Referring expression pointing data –
# # # # #

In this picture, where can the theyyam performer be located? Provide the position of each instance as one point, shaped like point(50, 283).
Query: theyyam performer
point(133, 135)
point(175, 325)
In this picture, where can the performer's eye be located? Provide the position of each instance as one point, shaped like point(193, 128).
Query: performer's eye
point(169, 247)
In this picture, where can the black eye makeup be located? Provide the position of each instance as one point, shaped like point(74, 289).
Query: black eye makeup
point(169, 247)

# # # # #

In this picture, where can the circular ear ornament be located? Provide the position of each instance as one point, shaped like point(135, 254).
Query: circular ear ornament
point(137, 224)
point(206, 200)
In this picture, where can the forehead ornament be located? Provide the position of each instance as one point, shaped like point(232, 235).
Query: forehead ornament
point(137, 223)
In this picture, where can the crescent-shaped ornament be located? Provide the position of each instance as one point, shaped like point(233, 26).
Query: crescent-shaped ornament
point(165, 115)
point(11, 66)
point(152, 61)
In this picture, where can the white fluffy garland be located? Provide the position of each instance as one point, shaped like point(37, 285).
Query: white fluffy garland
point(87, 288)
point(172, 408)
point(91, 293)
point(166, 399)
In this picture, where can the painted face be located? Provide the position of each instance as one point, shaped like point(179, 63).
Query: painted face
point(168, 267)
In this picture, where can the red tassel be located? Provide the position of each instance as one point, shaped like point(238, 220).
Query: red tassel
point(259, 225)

# # # # #

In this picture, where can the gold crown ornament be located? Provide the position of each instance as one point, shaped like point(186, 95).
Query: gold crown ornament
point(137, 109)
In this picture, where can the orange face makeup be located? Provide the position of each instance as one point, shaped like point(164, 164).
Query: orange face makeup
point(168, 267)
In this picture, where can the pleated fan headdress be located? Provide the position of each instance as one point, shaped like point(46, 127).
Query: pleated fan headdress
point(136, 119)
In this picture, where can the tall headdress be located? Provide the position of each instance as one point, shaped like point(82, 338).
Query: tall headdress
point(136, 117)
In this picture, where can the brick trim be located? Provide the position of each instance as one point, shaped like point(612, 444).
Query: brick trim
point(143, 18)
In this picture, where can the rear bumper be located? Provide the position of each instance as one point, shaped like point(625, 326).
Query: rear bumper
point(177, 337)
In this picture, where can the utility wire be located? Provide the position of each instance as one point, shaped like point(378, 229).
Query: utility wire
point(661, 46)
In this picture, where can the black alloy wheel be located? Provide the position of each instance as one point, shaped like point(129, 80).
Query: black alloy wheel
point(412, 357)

# # # # #

Your goal –
Using the entries above, give back exactly the line containing "In this picture, where can the crescent-shaped", the line containing "In this picture, where can the white", and every line between them, and nothing else.

Result below –
In this picture, where can the crescent-shaped ornament be located? Provide the position of each instance as one point, shaped like point(233, 26).
Query: crescent-shaped ornament
point(165, 115)
point(11, 66)
point(152, 61)
In this picture, where can the white fluffy garland be located? Provide the position of each instance as one point, shaped like point(37, 285).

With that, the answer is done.